**EXERCISE MATERIAL:**
◆ ◆ ◆ ◆ ◆
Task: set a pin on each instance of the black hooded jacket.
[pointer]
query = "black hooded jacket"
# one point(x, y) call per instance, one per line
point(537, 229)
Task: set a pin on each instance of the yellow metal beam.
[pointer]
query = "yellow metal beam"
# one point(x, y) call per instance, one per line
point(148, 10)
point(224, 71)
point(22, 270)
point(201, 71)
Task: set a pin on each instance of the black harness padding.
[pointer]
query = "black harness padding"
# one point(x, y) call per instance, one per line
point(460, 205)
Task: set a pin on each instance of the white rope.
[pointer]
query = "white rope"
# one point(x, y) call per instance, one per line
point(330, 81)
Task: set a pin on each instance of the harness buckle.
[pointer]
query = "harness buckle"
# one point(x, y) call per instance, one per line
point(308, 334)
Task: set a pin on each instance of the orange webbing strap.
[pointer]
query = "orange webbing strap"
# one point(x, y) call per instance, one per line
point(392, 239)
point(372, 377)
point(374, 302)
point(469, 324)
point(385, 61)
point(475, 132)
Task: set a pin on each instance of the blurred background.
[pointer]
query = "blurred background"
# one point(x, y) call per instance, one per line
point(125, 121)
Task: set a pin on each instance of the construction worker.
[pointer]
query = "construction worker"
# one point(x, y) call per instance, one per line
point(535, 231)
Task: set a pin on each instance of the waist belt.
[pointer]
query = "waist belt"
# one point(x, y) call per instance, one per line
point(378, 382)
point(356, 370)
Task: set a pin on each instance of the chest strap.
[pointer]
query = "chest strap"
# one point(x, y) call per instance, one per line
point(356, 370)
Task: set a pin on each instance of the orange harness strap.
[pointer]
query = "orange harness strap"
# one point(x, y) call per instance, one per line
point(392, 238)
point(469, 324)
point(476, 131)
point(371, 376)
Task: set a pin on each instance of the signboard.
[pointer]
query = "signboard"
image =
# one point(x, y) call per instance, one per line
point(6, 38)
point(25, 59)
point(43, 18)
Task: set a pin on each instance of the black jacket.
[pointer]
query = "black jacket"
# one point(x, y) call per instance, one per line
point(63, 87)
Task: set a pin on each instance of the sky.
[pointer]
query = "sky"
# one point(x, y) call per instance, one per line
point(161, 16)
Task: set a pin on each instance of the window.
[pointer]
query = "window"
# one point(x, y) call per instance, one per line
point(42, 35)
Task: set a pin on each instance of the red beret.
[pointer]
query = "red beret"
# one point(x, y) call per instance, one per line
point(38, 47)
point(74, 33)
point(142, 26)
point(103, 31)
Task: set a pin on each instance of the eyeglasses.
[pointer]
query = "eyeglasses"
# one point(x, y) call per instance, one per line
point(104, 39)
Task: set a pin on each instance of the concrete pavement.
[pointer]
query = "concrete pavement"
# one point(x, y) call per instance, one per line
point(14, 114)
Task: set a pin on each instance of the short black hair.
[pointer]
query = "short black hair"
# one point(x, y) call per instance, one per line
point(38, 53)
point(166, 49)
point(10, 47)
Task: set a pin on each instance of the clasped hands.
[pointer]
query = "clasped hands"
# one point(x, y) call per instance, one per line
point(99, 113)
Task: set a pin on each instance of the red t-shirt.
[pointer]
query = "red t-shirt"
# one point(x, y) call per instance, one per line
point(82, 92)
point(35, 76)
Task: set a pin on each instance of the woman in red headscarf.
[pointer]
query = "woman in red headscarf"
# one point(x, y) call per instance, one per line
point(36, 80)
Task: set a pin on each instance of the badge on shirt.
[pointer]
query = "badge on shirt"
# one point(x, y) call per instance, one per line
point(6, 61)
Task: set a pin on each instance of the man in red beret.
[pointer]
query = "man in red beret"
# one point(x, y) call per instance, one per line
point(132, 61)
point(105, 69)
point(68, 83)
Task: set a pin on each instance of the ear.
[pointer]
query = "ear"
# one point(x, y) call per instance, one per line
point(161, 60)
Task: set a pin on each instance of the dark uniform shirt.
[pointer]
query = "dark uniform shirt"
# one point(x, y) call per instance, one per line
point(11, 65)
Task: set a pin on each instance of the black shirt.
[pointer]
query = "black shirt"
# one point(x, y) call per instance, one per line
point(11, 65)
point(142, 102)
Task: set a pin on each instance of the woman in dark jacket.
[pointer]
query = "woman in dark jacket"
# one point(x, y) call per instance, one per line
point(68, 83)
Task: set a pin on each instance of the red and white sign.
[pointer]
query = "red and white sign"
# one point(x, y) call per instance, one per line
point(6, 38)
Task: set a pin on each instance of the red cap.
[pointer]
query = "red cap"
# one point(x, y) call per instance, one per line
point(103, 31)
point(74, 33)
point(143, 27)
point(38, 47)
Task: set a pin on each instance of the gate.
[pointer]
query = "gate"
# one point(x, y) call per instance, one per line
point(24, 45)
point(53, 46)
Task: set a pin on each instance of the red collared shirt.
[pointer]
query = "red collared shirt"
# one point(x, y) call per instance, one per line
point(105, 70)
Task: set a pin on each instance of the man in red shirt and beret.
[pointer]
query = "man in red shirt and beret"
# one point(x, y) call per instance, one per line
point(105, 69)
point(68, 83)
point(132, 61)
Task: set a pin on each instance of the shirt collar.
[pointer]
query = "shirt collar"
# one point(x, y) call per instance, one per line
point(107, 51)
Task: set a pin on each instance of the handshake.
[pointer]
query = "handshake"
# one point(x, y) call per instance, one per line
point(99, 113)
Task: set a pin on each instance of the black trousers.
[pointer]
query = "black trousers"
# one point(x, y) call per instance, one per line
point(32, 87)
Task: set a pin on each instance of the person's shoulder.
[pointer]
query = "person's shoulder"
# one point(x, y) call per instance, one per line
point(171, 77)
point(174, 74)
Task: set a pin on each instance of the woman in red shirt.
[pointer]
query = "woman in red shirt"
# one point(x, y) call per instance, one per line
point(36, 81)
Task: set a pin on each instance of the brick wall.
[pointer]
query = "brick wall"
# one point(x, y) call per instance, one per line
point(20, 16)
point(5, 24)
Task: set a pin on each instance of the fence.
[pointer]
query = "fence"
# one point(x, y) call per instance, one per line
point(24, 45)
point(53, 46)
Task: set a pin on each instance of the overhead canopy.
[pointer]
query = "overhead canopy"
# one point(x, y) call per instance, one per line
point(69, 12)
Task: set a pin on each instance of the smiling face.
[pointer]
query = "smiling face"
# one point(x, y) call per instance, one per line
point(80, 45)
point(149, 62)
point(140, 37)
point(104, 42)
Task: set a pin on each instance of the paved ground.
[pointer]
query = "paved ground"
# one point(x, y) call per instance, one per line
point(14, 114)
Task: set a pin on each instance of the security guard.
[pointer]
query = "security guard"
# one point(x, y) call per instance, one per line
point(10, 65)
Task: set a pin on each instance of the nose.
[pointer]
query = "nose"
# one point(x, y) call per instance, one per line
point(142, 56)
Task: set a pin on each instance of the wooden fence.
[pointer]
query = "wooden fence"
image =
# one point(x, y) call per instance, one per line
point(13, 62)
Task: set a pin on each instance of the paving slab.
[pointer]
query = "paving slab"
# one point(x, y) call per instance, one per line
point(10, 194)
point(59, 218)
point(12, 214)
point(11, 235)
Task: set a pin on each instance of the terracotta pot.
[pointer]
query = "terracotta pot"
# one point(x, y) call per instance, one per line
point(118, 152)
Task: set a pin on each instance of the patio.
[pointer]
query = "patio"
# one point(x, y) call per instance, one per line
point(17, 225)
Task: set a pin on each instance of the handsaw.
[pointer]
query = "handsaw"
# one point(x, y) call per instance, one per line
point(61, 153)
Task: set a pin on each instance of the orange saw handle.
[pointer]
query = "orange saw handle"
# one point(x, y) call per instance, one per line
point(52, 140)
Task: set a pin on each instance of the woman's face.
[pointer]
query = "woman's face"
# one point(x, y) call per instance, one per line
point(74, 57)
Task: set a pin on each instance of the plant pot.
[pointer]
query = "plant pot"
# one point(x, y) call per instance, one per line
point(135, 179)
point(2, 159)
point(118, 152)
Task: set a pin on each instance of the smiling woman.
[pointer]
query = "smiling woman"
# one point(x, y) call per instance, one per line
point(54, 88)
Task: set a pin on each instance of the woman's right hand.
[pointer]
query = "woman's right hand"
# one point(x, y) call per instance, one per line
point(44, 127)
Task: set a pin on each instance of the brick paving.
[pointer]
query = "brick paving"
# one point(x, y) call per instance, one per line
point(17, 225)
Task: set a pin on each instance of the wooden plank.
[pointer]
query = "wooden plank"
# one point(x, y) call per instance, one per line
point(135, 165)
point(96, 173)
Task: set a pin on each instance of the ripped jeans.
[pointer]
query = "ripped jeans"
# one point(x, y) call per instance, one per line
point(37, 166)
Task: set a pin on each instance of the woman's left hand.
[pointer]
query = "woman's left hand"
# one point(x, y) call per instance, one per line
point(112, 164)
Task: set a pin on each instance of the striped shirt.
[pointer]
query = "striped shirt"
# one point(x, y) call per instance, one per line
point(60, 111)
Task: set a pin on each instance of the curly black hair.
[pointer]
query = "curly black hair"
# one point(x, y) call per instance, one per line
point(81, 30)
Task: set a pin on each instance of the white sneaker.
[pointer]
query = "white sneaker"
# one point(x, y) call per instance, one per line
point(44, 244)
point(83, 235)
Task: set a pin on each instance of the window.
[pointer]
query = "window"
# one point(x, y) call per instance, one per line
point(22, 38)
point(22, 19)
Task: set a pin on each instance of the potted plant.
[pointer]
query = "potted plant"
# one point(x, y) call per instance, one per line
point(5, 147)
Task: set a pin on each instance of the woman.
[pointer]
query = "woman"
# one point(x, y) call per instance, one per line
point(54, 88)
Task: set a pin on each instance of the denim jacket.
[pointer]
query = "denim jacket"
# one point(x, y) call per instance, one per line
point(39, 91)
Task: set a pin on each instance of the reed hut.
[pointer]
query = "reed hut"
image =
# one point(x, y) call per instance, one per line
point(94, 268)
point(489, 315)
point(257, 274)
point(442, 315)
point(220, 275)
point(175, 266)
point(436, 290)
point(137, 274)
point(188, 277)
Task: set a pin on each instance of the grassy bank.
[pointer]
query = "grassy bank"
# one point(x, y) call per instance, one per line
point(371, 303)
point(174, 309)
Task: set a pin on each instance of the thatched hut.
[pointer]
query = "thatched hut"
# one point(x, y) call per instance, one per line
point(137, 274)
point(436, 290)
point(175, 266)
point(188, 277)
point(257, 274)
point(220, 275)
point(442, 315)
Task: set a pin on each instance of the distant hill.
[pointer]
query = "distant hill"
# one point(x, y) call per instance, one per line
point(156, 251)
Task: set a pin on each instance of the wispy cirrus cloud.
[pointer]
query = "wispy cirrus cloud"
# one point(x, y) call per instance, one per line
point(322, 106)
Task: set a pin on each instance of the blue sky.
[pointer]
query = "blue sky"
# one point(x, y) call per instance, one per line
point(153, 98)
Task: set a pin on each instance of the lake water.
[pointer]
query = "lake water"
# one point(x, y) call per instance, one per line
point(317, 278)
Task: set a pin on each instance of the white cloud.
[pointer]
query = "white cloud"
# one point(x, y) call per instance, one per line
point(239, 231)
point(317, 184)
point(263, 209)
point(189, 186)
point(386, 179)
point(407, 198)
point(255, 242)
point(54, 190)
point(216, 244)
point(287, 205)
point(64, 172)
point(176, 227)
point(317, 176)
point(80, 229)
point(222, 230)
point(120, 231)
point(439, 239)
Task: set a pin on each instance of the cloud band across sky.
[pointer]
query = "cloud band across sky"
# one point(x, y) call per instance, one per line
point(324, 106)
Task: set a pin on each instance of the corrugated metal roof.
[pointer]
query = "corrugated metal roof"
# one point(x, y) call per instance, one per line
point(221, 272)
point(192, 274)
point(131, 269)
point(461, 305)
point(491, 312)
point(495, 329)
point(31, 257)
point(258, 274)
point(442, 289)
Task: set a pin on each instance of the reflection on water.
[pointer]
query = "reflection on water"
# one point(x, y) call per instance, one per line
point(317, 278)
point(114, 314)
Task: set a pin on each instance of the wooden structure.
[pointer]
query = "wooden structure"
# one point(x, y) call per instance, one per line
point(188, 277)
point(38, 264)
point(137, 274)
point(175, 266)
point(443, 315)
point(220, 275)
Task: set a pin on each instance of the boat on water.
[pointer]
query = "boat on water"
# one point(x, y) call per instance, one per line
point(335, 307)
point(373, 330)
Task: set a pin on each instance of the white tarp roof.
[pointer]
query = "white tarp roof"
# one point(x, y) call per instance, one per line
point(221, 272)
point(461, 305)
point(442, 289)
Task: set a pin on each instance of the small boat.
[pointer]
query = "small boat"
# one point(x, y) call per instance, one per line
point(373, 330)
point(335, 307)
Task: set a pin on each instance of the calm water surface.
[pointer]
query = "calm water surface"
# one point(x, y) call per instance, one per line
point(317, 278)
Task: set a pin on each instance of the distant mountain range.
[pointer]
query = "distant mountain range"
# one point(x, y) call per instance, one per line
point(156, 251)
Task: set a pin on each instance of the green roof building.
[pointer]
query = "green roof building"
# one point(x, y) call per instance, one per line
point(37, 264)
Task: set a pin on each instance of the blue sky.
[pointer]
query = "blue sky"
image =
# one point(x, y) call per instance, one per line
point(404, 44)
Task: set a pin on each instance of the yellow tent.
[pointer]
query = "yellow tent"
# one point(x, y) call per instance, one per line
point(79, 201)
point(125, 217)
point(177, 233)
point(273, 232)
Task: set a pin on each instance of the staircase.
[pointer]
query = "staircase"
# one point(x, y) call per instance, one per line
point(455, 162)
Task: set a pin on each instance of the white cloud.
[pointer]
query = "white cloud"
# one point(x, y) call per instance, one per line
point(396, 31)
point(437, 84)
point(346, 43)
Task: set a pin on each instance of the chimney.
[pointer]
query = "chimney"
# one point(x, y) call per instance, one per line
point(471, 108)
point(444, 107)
◆ ◆ ◆ ◆ ◆
**THE PROBLEM:** Search the data for "right". Copy every matching line.

**SOLUTION BELOW:**
Task: set a pin on each instance of the woman's right hand.
query = "woman's right hand"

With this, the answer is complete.